◆ SUPPLIED PASSAGE
Business restructuring/expansion initiatives and digitization will offer support. Though weakening asset quality is likely to exert pressure on the financials to some extent, major banks like Wells Fargo & Company (WFC - Free Report) and Northern Trust Corporation (NTRS - Free Report) are worth investing in.

About the Industry

The Zacks Major Regional Banks industry includes the nation’s largest banks in terms of assets, with most operating globally. The financial performance of these banks largely depends on the nation’s economic health. As the banks are involved in several complex financial activities, they are required to meet the stringent regulations set by the Federal Reserve and other agencies. Apart from traditional banking services, which are the source of the net interest income (NII), major regional banks provide a wide array of other financial services and products to retail, corporate and institutional clients, both domestic and global. These include credit and debit cards, mortgage banking, wealth management and investment banking, among others. Therefore, a large revenue source for these banks is fees and commissions earned from these services.

4 Themes Influencing the Major Regional Banks Industry

High-Interest Rates: The Fed’s aggressive monetary policy since March 2022 has led the interest rates to touch a 23-year high of 5.25-5.5% as it continues to fight ‘sticky’ inflation. While the inflation numbers are cooling down, the path for it to reach the central bank’s target of 2% is going to be bumpy. Hence, the market participants seem to have watered down the chances of a 75-basis point cut in interest rates this year. The tighter job market is also not helping the case.

While the faster pace of rate hikes puts pressure on major banks’ net interest margin (NIM) because of an increase in funding costs, high rates for a longer period will be a boon for the industry players on the back of decent economic growth, resilient consumers and modest deposit inflows. This will support banks’ NII growth, though at a slower pace than in 2023.

◆ ENTRIES SHOWN
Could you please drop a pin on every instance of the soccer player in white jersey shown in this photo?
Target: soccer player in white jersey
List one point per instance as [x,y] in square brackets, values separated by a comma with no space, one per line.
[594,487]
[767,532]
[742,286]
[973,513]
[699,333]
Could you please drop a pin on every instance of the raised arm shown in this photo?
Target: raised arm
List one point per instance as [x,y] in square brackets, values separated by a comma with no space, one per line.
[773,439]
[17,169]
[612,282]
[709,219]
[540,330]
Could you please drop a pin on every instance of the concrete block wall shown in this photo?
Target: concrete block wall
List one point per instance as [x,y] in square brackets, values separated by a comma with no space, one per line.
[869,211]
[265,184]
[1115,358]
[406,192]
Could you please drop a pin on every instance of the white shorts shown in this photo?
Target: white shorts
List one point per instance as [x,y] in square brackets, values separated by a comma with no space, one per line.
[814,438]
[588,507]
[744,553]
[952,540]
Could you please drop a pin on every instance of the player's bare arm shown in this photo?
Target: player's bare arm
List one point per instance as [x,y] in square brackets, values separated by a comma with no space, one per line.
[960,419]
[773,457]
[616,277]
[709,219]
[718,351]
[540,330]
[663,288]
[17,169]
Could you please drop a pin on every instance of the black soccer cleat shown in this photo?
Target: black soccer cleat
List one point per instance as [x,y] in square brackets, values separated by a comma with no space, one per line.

◆ WHAT IS NEEDED
Extend the text on major regional banks, picking up after its final sentence. This data has no connection to the text on major regional banks.

◆ RESULT OF THIS TASK
Business Restructuring Initiatives: Major regional banks are taking strategic actions to expand into new avenues and lower their dependence on spread income. The business restructuring is essential for technological advancement and further domestic/global expansion to continue improving profitability. The industry players are constantly investing in artificial intelligence and other digital platforms and even partnering/acquiring providers of such services. Major regional banks are also aggressively expanding their footprint outside the United States and into Europe and Asia. Several industry players are re-evaluating their business structure to simplify operations and do away with unprofitable ones.

Modest Loan Demand: The central bank’s aggressive monetary policy lowered the demand for loans due to fears of a severe economic downturn/recession. Nonetheless, the Fed’s Summary of Economic Projections released in March indicates that the U.S. economy will slow down slightly this year and grow at a rate of 2.1%. In 2023, the U.S. economy grew at a rate of 2.5%, per the data released by the Bureau of Economic Analysis.

While the high rates kept the borrowers on the sidelines for the major part of last year, the Fed’s higher-for-longer stance is likely to reverse the trend to some extent in 2024. The demand for loans is likely to tick up marginally as borrowers get used to the high interest rate environment.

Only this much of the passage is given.